## [Job]
An exact reproduction of the records is required, with all images left out.

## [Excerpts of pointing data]
* start *
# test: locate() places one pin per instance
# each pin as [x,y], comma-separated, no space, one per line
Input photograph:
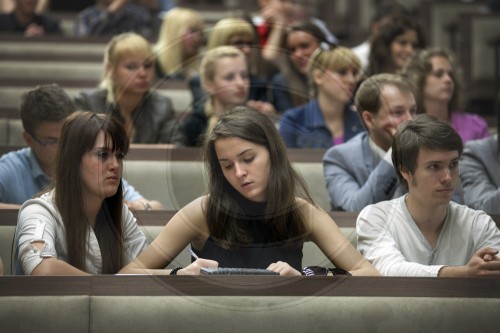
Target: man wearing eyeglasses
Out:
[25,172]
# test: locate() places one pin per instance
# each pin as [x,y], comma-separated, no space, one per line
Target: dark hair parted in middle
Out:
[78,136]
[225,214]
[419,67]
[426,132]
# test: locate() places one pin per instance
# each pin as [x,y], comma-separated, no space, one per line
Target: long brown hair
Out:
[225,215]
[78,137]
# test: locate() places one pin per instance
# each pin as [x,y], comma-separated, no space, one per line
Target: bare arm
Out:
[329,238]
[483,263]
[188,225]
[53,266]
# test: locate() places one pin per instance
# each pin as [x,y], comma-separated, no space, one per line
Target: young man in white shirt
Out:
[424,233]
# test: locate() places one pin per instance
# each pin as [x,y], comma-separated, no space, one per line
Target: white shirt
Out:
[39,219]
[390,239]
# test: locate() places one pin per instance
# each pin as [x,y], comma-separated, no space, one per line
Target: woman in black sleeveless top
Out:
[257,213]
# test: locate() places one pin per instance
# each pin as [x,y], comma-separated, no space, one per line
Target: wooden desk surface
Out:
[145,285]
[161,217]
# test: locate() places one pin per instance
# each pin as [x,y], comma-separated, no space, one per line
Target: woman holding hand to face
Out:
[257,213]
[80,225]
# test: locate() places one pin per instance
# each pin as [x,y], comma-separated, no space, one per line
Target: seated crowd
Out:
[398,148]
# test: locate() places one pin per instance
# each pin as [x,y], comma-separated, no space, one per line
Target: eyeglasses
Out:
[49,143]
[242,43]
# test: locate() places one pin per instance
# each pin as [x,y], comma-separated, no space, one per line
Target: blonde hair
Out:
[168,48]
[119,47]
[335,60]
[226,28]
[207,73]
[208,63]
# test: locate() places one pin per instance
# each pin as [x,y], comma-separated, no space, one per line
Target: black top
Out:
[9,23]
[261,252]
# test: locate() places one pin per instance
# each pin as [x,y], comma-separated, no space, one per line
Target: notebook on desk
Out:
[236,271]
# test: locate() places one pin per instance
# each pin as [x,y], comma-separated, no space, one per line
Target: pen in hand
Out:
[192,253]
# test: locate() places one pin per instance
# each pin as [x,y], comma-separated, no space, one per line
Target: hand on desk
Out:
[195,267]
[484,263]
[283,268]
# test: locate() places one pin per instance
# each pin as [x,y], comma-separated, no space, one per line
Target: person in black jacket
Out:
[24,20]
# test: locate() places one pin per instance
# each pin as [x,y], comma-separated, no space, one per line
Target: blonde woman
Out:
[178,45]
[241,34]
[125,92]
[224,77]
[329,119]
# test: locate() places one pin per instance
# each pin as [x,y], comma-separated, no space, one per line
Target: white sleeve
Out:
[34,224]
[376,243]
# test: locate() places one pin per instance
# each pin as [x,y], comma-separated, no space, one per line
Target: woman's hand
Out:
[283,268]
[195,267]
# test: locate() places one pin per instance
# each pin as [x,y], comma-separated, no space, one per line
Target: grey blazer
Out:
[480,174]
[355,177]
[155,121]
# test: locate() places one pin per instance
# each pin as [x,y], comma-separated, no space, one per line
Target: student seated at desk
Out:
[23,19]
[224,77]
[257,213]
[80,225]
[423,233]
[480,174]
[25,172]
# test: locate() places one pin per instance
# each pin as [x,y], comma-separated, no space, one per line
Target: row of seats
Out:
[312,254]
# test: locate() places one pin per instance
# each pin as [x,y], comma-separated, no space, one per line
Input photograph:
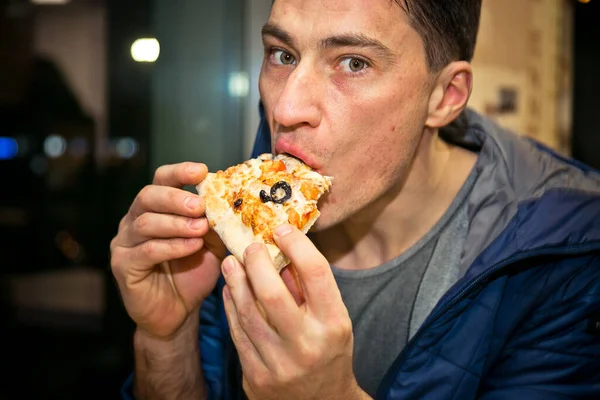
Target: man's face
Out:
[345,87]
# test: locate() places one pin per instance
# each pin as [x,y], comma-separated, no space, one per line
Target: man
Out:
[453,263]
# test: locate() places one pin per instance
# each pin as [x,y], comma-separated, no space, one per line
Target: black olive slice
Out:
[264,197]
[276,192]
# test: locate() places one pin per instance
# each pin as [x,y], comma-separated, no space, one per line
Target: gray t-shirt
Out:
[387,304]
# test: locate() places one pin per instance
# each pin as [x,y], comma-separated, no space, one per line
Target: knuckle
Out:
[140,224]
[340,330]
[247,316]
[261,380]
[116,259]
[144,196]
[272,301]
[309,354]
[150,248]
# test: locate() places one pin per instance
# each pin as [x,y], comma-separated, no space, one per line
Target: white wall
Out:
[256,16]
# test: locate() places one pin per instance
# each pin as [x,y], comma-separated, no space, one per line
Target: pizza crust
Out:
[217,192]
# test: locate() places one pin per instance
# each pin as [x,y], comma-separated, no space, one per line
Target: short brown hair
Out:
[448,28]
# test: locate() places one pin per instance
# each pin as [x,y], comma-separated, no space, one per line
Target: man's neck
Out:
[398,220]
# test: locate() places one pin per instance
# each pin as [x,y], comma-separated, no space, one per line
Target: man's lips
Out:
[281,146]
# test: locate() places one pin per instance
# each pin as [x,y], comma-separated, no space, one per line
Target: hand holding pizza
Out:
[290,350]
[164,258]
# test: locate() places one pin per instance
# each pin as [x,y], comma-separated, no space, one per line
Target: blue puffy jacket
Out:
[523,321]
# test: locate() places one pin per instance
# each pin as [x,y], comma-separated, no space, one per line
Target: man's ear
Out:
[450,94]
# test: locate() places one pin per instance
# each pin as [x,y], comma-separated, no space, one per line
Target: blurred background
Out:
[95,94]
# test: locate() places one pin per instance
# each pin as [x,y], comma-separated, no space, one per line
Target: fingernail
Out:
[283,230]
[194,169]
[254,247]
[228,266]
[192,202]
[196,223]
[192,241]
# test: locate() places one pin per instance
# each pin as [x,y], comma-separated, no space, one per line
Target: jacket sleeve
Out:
* end *
## [Output for this exercise]
# test: locate() places one pin per instance
# each pin as [x,y], comma-separated, no space, one per line
Input photograph:
Target: man wearing eyeglasses
Out:
[25,172]
# test: locate() places one pin per instance
# each pin as [x,y], comma-separated, no space, one per line
Target: dark hair parted in middle
Out:
[78,136]
[225,214]
[419,67]
[426,132]
# test: locate() places one pin per instance
# each pin as [x,y], comma-separated, no space, one per line
Target: long brown hair
Out:
[225,215]
[78,137]
# test: locate() places one pin per instance
# each pin as [x,y], comma-separated, no space, one per line
Target: bare arm
Out:
[329,238]
[483,263]
[188,225]
[53,266]
# test: locate() places one pin per instance
# each pin as [x,y], comma-separated, no space, one per line
Target: young man in white shirt
Out:
[424,233]
# test: locate() places one pin per instance
# each pin as [x,y], comma-separated, no space, one per line
Target: white shirt
Out:
[39,219]
[390,239]
# test: locate() places one pin per instance
# each pin as [x,y], comma-separated, no space, one per line
Target: woman in black sleeveless top
Out:
[257,213]
# test: locate() places one pin per instance
# each pin as [x,y], comma-separated, no space, one per line
Target: wooden desk surface
Out:
[145,285]
[161,217]
# test: locate() places one pin per instance
# each pin as [x,y], comma-separated, no space, one per line
Target: woman holding hand to face
Out:
[257,213]
[80,225]
# test: locate() places one pin per instance
# each pin as [x,y], comma-separated, no space, one per line
Target: seated crowd
Out:
[398,148]
# test: locate() places one pin per instance
# each pin as [x,y], comma-separated, no space, one per line
Target: eyeglasses
Out:
[49,143]
[242,43]
# test: locate() places one pin per instance
# each pin as [x,y], comma-separated, no space, one per line
Target: blonde hair
Out:
[168,48]
[119,47]
[335,60]
[226,28]
[207,73]
[208,63]
# test: locate() places one pin per instance
# each pin as [x,y], comma-separated, no space, one per line
Target: black top
Out:
[9,23]
[261,252]
# test: locate() places one pin per instance
# each pin as [x,y], comma-separated, no space, one per line
Target: notebook on desk
Out:
[236,271]
# test: locate() places one pin per instance
# each pin as [x,y], comma-separated, no space, one per line
Target: pen in hand
Out:
[192,253]
# test: locate() places one pin per instance
# each pin as [x,y], comma-separated, no space, one per line
Target: hand on desk
Out:
[195,267]
[484,263]
[283,268]
# test: locate() places one pin per instance
# each pin as [x,y], comma-separated, no space, one per line
Target: person in black jacket
Out:
[24,20]
# test: locate() places one pin per instance
# each pin as [x,y], comma-separated, no space, one per line
Target: blonde woman
Out:
[178,45]
[241,34]
[125,92]
[224,77]
[329,119]
# test: locate() places one pin per instance
# each pin as [x,y], comma-separated, no space, one per line
Target: white sleeve
Out:
[34,224]
[376,243]
# test: locate() places one pin per instance
# each pin as [x,y], comma-separated, no space, one per line
Target: woman's hand
Out:
[283,268]
[195,267]
# test: locate() places one pin per instance
# each pin as [x,y], comma-separated, no space, one per line
Target: grey blazer
Out:
[480,174]
[355,177]
[155,121]
# test: locate() places one pin per instance
# each pin as [x,y], comma-separated, no space, one per line
Target: student seated at desk
Out:
[23,19]
[224,77]
[257,213]
[80,225]
[423,233]
[480,174]
[25,172]
# test: locate() places one pin per instance
# each pin as [x,y], comma-separated, no space, one per line
Target: row of seats
Out:
[312,254]
# test: locate() places one pin per instance
# each pin as [x,y], comma-separated, no space, one per line
Input photograph:
Target: man's face
Out:
[345,87]
# test: locate() places one pin per instance
# each pin as [x,y], comma-separated, no space, one per line
Target: man
Out:
[453,263]
# test: locate() places one pin per instance
# each pin as [x,y], comma-separated, no space, one per line
Target: black olive slice
Out:
[264,197]
[276,192]
# test: locate() places one pin per instance
# each pin as [x,y], comma-separated, no space, one per line
Target: gray t-shirt
Out:
[387,304]
# test: locate() places one pin per instance
# each pin as [x,y], comma-separated, no space, one per line
Target: knuckle
Out:
[140,224]
[340,330]
[247,316]
[261,380]
[116,259]
[144,196]
[272,301]
[309,354]
[150,248]
# test: locate() places one pin per instance
# each pin as [x,y], comma-separated, no space, one per line
Target: white wall
Out:
[256,16]
# test: locate() places one pin per instance
# each pin as [x,y], comma-separated, no space, one per line
Target: pizza crust
Out:
[217,192]
# test: locate() places one pin per instance
# each pin as [x,y], comma-separated, no space, one per line
Target: short brown hair
Out:
[448,28]
# test: locate() places one pin per instance
# each pin as [x,y], comma-separated, no space, one per line
Target: man's neck
Out:
[398,220]
# test: locate() places one pin per instance
# each pin as [x,y], comma-separated, no space, one per line
Target: man's lips
Out:
[281,146]
# test: locate() places one pin per instance
# each pin as [x,y], comma-separated, no space, one per line
Target: hand holding pizza
Out:
[290,350]
[164,258]
# test: locate() places one pin per instance
# each pin as [x,y], comma-separated, no space, one per line
Target: blue puffy jacket
Out:
[523,321]
# test: locate() places one pin per instance
# each pin as [x,y], comma-separated, no space, one per line
Target: man's ear
Out:
[450,94]
# test: locate() places one pin per instance
# each pin as [x,y], comma-separated, no space, one per line
Target: blurred background
Out:
[95,94]
# test: locate() places one pin per instance
# each pin as [x,y], comma-separated, no space, one per line
Target: fingernail
Out:
[283,230]
[194,169]
[254,247]
[228,266]
[192,202]
[196,223]
[192,241]
# test: locate() places one pin per instance
# each pin as [x,y], comma-separated, no space, one per line
Target: jacket sleeve
Out:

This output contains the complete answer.